=== Required work ===
From the listing below, reproduce word for word the part that opens with the line containing "find girl in pink shirt" and closes with the line containing "find kitchen cabinet"; reproduce nothing else.
++++++
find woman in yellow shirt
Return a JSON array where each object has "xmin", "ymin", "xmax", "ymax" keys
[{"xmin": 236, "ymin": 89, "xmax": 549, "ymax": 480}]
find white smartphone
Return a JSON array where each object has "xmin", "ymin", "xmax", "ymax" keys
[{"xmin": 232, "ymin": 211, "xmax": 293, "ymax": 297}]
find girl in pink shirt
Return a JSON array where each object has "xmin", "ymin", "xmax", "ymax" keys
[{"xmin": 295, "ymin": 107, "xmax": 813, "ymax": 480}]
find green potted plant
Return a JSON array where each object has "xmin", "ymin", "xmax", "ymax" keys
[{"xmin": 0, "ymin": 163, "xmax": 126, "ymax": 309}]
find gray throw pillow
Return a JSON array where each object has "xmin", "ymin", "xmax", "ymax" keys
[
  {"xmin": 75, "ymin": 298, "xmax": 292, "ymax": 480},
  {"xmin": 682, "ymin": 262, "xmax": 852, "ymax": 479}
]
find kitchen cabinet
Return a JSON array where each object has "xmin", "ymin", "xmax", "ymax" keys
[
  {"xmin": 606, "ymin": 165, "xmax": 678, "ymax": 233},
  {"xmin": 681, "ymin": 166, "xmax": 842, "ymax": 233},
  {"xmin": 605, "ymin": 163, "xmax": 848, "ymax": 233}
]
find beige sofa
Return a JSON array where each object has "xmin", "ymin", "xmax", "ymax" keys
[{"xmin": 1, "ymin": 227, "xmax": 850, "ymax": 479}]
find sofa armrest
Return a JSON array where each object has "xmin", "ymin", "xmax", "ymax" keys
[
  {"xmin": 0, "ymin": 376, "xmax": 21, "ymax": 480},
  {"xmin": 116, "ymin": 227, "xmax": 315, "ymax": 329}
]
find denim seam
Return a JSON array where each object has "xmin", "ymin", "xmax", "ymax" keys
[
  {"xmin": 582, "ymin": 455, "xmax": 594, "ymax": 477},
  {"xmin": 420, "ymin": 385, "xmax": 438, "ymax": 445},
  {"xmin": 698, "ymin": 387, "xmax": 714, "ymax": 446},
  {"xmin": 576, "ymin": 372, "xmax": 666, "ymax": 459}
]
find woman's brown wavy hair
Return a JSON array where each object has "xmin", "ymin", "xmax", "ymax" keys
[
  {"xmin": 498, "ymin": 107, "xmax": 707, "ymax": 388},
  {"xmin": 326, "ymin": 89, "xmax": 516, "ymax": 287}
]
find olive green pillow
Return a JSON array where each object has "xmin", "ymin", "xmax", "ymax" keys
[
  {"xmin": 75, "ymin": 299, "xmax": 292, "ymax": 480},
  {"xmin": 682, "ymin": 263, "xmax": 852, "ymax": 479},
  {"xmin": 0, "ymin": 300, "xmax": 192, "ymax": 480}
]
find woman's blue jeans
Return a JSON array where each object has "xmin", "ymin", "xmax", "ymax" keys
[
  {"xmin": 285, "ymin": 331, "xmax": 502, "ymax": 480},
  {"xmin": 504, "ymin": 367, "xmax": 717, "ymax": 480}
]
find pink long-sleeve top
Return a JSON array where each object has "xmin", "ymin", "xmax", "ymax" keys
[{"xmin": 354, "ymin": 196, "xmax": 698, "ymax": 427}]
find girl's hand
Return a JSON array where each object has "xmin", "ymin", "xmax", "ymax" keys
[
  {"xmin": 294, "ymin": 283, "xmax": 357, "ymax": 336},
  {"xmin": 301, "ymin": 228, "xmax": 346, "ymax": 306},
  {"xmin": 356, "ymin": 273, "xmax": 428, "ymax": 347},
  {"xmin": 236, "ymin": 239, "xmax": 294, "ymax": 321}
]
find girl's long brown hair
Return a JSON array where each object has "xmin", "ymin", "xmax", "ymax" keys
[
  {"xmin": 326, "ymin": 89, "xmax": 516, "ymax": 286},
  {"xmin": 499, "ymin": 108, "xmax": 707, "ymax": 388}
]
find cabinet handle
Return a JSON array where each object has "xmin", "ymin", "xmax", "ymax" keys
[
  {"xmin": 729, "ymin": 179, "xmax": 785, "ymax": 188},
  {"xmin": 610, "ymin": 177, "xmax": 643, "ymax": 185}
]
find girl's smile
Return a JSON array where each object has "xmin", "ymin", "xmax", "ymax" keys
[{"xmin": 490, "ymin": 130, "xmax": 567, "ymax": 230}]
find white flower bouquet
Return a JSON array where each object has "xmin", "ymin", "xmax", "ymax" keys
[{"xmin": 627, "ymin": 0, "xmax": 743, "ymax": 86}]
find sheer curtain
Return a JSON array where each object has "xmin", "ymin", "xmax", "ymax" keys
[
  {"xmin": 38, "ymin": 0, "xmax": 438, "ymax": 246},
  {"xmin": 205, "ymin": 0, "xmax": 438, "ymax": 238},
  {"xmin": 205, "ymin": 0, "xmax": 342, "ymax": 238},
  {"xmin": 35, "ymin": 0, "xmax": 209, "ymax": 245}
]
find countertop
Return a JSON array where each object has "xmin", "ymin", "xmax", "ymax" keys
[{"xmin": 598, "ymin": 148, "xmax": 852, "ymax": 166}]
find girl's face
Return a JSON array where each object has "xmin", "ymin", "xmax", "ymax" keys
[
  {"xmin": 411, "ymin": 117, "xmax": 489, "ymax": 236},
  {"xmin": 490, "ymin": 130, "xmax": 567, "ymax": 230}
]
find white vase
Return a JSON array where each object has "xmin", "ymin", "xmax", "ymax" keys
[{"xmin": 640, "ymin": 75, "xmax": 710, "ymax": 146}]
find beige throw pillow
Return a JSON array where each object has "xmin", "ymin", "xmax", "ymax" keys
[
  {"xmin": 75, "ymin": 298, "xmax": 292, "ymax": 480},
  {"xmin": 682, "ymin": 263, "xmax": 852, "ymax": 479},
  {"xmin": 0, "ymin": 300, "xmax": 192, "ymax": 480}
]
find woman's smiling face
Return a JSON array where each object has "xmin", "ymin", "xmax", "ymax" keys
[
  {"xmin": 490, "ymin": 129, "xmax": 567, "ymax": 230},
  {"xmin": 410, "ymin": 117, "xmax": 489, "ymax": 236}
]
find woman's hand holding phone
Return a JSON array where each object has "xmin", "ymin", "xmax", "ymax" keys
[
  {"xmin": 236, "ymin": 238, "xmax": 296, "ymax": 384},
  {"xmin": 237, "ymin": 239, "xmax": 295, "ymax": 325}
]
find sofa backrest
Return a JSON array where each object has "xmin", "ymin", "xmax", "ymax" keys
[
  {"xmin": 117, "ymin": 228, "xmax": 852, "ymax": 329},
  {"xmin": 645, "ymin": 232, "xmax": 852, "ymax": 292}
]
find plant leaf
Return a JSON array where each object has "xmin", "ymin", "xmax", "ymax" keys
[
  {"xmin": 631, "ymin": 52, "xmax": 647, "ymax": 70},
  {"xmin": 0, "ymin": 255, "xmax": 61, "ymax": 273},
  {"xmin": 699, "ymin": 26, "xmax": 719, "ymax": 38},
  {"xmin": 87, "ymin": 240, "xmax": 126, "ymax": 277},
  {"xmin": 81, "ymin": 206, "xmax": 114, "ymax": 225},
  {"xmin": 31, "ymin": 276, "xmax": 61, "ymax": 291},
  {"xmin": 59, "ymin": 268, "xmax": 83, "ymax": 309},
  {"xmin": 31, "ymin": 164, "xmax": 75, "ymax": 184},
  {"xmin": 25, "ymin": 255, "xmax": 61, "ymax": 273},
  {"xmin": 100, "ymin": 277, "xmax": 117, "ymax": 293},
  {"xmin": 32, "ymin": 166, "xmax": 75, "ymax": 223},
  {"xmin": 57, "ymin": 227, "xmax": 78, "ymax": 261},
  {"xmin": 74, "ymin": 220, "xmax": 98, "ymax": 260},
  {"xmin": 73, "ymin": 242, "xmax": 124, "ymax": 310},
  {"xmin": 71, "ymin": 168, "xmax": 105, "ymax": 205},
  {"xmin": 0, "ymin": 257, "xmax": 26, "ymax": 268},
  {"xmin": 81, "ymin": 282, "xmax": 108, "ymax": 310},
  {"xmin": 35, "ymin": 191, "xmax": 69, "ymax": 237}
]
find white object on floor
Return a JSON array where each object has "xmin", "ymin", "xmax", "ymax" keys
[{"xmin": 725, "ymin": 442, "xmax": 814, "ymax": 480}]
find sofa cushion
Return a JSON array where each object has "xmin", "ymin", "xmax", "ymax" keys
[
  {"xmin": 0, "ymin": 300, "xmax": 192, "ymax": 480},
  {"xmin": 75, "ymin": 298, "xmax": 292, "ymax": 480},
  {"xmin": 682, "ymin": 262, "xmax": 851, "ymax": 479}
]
++++++
=== The completed task ===
find girl in pink shirt
Return a JSON array where each object has "xmin", "ymin", "xmax", "ymax" keys
[{"xmin": 295, "ymin": 107, "xmax": 813, "ymax": 480}]
find green potted plant
Return a JSON array where each object has "xmin", "ymin", "xmax", "ymax" keys
[{"xmin": 0, "ymin": 163, "xmax": 126, "ymax": 309}]
find gray throw pillow
Return a JSON array where each object has "xmin", "ymin", "xmax", "ymax" keys
[
  {"xmin": 75, "ymin": 298, "xmax": 292, "ymax": 480},
  {"xmin": 682, "ymin": 262, "xmax": 852, "ymax": 479}
]
find kitchen cabinet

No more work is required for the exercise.